--- START ---
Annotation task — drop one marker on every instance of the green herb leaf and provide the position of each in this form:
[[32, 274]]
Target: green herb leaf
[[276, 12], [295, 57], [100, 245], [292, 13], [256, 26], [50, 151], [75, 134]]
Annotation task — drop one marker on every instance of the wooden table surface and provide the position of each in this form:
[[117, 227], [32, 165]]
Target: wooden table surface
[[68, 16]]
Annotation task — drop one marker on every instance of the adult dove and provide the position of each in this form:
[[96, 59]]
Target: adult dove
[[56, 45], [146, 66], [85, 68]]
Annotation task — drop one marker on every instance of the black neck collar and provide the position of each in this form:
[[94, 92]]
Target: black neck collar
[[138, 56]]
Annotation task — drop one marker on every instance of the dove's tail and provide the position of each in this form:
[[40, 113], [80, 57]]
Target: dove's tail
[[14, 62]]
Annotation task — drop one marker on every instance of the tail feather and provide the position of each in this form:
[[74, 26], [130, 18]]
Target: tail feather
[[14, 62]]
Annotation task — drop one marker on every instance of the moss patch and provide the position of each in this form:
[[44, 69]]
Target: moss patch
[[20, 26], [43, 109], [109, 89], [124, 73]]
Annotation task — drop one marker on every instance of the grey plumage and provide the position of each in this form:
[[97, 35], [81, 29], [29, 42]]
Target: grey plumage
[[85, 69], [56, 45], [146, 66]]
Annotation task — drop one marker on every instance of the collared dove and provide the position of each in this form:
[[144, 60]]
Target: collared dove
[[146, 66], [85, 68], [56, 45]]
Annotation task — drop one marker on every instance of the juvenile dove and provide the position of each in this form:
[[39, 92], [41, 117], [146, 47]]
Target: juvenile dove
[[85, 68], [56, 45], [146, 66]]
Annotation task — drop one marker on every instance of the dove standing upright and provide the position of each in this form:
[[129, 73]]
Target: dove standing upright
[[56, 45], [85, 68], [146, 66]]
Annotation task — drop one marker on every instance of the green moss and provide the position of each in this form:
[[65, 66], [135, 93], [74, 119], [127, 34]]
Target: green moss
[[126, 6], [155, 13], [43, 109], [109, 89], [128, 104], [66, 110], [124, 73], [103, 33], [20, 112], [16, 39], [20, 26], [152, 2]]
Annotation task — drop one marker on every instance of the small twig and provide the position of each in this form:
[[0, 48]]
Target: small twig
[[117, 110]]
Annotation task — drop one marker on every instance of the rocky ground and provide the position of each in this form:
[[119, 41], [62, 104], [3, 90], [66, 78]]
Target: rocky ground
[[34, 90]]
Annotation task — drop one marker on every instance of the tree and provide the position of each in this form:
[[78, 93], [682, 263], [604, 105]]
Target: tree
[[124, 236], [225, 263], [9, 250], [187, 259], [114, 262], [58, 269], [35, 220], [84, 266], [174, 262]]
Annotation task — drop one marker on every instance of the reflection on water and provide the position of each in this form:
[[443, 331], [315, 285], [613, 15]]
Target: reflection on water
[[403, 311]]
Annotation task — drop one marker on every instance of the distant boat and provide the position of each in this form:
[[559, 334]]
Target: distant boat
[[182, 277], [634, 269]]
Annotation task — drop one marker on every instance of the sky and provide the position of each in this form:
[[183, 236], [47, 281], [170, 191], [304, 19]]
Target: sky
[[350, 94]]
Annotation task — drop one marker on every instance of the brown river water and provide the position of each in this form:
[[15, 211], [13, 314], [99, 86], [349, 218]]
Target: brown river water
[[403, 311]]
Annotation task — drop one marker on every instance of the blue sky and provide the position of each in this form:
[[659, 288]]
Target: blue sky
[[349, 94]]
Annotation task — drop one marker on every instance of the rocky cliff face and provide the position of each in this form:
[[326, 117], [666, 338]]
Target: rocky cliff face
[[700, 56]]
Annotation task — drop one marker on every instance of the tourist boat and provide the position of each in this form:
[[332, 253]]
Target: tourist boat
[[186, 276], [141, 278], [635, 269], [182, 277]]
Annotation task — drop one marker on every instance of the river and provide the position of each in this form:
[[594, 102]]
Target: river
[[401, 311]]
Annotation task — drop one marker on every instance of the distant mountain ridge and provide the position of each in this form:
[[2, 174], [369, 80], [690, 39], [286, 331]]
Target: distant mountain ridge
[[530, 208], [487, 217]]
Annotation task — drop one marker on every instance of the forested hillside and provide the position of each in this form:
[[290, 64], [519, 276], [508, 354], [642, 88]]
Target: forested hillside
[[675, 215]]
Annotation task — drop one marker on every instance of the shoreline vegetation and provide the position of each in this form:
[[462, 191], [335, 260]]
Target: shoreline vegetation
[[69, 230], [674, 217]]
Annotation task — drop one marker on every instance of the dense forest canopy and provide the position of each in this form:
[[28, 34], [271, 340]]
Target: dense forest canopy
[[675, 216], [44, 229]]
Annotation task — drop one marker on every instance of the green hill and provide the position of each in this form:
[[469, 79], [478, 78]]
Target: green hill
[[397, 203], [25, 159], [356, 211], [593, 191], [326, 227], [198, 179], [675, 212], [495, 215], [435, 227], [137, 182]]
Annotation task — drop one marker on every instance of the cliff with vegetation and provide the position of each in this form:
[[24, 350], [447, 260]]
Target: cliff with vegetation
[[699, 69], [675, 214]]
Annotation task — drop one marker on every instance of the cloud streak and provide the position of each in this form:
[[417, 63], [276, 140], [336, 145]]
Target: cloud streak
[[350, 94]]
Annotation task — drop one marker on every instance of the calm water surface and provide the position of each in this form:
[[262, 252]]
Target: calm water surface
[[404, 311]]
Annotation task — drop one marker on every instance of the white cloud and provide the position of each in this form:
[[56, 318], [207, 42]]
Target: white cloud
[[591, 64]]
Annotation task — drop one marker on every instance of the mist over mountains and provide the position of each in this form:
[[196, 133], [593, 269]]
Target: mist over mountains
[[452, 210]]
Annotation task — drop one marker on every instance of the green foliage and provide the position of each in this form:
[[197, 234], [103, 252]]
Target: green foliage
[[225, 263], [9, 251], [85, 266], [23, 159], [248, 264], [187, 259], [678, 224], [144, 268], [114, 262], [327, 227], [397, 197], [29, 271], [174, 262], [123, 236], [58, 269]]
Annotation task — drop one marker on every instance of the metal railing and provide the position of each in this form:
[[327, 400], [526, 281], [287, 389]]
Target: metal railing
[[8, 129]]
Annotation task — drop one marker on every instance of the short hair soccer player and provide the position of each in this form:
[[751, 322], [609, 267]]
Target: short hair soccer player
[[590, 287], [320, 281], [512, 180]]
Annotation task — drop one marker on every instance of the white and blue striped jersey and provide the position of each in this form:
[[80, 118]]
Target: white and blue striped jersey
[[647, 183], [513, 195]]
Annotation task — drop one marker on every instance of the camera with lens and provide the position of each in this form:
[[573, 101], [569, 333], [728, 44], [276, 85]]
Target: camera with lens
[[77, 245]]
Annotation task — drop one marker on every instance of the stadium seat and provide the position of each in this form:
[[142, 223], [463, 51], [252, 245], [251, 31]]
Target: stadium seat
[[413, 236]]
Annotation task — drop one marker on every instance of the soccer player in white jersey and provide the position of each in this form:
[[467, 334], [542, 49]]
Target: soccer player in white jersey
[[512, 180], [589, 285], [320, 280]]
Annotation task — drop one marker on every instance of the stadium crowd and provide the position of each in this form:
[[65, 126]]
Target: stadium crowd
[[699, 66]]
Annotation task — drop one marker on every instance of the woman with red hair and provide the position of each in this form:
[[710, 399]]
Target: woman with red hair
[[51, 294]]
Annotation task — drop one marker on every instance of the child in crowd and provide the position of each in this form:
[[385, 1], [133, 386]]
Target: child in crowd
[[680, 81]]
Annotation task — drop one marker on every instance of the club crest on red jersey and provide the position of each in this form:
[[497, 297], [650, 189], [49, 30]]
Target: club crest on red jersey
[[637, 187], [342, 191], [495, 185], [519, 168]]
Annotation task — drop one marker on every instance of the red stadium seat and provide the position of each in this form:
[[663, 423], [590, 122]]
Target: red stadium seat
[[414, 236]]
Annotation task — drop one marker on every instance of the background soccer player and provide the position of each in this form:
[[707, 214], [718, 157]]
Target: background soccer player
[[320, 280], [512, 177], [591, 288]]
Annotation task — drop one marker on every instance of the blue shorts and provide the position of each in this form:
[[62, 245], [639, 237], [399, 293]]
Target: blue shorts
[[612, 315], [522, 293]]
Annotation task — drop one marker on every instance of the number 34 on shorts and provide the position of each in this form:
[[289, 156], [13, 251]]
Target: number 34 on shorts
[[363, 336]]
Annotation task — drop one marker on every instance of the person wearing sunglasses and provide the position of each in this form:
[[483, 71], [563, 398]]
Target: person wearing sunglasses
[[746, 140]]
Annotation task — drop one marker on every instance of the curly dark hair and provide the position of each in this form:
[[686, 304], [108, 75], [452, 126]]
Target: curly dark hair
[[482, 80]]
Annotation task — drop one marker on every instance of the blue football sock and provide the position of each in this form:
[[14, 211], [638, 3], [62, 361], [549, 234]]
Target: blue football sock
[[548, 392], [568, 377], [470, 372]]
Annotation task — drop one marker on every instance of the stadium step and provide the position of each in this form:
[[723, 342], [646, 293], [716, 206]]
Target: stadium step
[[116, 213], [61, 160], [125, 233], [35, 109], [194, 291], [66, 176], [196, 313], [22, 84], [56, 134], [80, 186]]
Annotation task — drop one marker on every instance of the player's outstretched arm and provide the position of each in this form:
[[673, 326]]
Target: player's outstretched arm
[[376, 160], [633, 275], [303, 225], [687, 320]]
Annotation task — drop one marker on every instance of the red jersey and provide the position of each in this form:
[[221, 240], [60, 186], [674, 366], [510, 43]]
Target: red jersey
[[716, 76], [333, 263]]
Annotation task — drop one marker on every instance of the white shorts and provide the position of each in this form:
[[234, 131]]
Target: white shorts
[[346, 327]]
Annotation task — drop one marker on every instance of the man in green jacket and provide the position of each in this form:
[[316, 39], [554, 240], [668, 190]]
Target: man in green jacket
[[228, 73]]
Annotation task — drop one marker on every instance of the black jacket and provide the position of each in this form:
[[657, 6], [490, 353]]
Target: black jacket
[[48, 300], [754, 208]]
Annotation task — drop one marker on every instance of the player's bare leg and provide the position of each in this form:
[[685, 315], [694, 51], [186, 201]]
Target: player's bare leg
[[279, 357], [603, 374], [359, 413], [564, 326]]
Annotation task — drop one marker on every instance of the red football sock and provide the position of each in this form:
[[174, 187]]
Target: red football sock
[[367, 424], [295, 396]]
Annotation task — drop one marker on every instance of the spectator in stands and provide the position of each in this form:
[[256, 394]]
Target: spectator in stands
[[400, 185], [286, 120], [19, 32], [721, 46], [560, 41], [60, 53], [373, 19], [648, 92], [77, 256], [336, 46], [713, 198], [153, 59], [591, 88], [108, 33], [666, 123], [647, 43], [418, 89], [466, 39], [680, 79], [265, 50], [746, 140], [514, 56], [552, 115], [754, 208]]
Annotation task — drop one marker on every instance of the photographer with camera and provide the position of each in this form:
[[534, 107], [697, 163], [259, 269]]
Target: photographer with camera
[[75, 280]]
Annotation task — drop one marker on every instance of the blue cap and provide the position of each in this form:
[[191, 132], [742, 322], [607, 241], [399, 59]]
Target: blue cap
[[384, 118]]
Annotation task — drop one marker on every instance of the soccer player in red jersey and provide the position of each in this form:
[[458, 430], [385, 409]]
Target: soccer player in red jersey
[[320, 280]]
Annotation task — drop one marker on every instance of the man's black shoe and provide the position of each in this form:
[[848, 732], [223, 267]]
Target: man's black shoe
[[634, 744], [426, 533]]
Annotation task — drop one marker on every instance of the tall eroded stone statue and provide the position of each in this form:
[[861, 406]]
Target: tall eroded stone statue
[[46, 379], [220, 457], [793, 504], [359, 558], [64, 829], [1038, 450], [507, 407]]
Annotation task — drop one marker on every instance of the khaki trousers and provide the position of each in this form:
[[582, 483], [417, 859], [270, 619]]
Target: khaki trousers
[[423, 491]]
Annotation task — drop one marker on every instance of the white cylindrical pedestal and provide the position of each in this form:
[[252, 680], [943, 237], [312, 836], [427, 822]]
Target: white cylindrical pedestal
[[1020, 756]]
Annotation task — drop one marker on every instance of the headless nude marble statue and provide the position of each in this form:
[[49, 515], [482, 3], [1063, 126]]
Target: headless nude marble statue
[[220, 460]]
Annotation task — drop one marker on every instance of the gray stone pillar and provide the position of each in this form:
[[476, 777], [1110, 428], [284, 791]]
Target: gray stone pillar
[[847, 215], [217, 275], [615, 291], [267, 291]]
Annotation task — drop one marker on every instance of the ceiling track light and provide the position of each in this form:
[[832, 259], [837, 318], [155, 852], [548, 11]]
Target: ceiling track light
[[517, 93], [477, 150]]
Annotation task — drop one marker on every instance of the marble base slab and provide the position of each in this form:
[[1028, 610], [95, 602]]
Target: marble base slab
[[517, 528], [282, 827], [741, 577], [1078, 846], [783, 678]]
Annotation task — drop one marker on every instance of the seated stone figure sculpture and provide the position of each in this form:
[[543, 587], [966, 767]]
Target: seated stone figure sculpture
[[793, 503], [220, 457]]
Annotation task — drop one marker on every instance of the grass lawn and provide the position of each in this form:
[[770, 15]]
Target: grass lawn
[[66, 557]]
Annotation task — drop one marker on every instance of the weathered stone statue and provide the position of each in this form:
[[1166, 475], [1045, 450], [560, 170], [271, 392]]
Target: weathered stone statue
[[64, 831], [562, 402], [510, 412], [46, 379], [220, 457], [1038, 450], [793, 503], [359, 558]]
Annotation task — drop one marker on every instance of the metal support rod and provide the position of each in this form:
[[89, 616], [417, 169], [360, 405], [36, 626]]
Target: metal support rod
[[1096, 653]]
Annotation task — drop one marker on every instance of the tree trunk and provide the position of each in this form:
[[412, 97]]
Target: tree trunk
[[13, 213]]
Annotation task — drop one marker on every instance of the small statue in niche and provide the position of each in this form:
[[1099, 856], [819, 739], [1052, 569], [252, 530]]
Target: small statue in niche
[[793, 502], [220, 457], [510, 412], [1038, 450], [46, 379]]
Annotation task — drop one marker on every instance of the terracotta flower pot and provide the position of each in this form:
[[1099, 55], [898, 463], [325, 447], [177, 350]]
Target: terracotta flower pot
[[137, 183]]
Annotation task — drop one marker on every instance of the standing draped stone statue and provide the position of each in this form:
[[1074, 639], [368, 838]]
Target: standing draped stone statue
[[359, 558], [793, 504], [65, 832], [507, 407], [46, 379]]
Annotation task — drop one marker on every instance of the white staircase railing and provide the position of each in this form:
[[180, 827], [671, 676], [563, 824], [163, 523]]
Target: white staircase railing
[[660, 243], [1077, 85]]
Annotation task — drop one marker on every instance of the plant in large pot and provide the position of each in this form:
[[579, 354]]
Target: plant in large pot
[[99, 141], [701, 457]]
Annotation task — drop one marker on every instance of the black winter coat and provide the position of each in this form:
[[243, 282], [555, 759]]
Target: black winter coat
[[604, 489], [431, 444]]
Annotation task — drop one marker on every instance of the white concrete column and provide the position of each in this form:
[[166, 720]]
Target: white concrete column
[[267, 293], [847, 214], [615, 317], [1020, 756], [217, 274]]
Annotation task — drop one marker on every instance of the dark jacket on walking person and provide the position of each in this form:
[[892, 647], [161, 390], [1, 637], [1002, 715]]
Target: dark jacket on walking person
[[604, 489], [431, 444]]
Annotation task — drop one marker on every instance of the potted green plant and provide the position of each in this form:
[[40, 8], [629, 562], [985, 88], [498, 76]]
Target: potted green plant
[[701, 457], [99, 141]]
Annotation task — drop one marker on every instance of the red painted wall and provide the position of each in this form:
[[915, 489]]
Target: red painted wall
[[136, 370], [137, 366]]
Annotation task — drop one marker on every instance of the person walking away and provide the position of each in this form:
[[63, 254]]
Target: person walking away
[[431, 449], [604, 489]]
--- END ---
Rewrite the lines between the one containing "of the man's" and the one containing "[[220, 460]]", inclusive, as a JSON list of strings with one string per line. Leave out any blank lines.

Response:
[
  "Annotation task — drop one marker on every instance of the man's black shoe and provide the position of each in this form:",
  "[[848, 732], [223, 267]]",
  "Target: man's black shoe",
  "[[634, 744], [426, 533]]",
  "Annotation task — drop one marker on every instance of the tall eroded stone statue and provide the position of each in this form:",
  "[[861, 406]]",
  "Target: tall eroded stone statue",
  "[[46, 379], [220, 457], [793, 504], [359, 558], [64, 829], [1038, 450], [507, 407]]",
  "Annotation task — drop one marker on every instance of the khaki trousers and provide the position of each in this form:",
  "[[582, 483], [417, 859], [270, 619]]",
  "Target: khaki trousers",
  "[[423, 491]]",
  "Annotation task — drop one marker on every instance of the white cylindrical pedestal and provide the position of each in this form:",
  "[[252, 680], [943, 237], [312, 836], [427, 822]]",
  "Target: white cylindrical pedestal",
  "[[1020, 756]]",
  "Annotation task — drop one marker on every instance of the headless nude marble statue and provide the position of each in this form:",
  "[[49, 515], [482, 3], [1063, 126]]",
  "Target: headless nude marble statue",
  "[[220, 460]]"
]